Task brief
Repeat the lines of the listing below word for word, from the line with "of the dense" to the line with "Target: narrow waterway", including both of those lines.

Task material

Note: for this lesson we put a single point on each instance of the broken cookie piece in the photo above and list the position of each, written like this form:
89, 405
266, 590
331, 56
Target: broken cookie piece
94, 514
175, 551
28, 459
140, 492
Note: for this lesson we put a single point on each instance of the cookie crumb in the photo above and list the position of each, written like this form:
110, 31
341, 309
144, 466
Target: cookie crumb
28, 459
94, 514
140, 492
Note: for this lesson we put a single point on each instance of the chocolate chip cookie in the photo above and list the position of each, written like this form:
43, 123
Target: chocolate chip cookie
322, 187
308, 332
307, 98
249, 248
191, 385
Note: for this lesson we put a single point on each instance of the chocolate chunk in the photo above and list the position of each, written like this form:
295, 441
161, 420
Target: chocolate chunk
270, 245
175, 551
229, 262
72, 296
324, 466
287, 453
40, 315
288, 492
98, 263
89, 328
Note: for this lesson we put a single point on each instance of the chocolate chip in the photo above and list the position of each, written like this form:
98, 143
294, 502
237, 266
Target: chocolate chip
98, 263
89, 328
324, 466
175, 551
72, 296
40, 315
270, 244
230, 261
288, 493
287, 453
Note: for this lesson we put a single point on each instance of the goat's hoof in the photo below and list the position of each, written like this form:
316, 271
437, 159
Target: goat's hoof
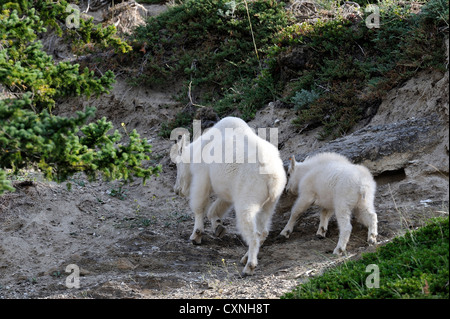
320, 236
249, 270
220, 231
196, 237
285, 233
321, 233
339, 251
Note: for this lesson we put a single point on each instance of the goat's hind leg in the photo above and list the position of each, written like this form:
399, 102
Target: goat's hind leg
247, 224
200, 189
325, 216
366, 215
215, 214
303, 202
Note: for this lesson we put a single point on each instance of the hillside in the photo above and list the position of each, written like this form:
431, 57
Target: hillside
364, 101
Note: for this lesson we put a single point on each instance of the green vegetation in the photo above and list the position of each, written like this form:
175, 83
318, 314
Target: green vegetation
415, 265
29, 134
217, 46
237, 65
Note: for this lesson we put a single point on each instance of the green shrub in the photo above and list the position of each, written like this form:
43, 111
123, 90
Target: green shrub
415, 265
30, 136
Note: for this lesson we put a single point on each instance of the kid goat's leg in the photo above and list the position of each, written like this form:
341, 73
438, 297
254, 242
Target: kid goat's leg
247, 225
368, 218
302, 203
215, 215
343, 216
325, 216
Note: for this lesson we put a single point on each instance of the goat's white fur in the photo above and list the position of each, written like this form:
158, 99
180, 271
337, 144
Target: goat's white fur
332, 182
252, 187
* * *
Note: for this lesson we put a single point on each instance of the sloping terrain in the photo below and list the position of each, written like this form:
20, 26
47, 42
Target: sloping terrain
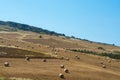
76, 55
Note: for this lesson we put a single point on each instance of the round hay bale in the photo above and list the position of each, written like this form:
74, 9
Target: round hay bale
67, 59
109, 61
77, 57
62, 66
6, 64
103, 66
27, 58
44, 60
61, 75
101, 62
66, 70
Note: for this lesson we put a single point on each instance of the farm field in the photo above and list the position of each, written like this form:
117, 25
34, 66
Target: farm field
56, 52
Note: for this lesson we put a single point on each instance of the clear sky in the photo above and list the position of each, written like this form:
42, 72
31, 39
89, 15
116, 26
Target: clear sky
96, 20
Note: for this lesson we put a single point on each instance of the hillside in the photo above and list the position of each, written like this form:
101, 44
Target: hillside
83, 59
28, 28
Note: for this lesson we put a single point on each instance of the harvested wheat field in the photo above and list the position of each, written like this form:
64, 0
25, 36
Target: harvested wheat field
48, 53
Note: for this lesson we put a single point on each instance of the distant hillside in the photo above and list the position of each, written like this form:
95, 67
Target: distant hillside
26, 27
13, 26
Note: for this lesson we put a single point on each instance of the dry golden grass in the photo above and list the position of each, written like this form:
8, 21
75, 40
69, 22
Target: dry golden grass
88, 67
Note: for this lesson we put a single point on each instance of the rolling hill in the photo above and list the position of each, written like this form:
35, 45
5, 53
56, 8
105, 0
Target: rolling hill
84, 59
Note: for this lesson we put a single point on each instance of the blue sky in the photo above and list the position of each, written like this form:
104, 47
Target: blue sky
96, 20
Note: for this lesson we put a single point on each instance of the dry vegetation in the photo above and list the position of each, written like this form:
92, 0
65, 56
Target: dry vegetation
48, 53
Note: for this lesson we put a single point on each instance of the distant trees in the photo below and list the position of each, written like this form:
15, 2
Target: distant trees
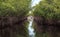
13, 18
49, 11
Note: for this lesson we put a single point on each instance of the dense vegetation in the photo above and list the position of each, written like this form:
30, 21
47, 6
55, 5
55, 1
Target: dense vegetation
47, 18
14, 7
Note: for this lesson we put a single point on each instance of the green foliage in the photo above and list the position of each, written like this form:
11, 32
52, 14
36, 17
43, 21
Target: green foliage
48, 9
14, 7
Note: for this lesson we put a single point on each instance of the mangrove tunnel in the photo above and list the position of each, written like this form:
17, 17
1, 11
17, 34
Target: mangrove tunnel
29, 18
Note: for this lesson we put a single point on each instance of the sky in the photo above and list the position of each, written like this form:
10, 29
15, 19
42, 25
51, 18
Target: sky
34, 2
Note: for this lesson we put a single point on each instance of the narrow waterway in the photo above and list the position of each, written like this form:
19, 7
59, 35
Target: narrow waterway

Expected answer
Note: for this lesson we put a single point on each instance of the dense vegetation in the photo above and list the position of each, written like this form:
30, 21
47, 6
55, 5
55, 1
Target: dense vegetation
47, 18
14, 7
Note: for this lesson we put a single point on each instance of the green foliage in the photo above and list the position of each, written like this form:
11, 32
52, 14
36, 17
43, 21
Target: green foliage
48, 9
14, 7
Note: for this lesson we put a single point on each instance of the mangrove tunnel in the photo above and list the position of each, written like this form:
17, 17
1, 11
17, 34
Target: mangrove tunnel
29, 18
Note: for this lesson we put a single point on each instance of the sky in the photo above and list the position of each, written like this form:
10, 29
15, 19
42, 25
51, 18
Target: sky
34, 2
Note: for this lesson we put a single point on each instance of the narrow waterway in the photo above and list the position of each, written like this form:
19, 7
59, 35
Target: narrow waterway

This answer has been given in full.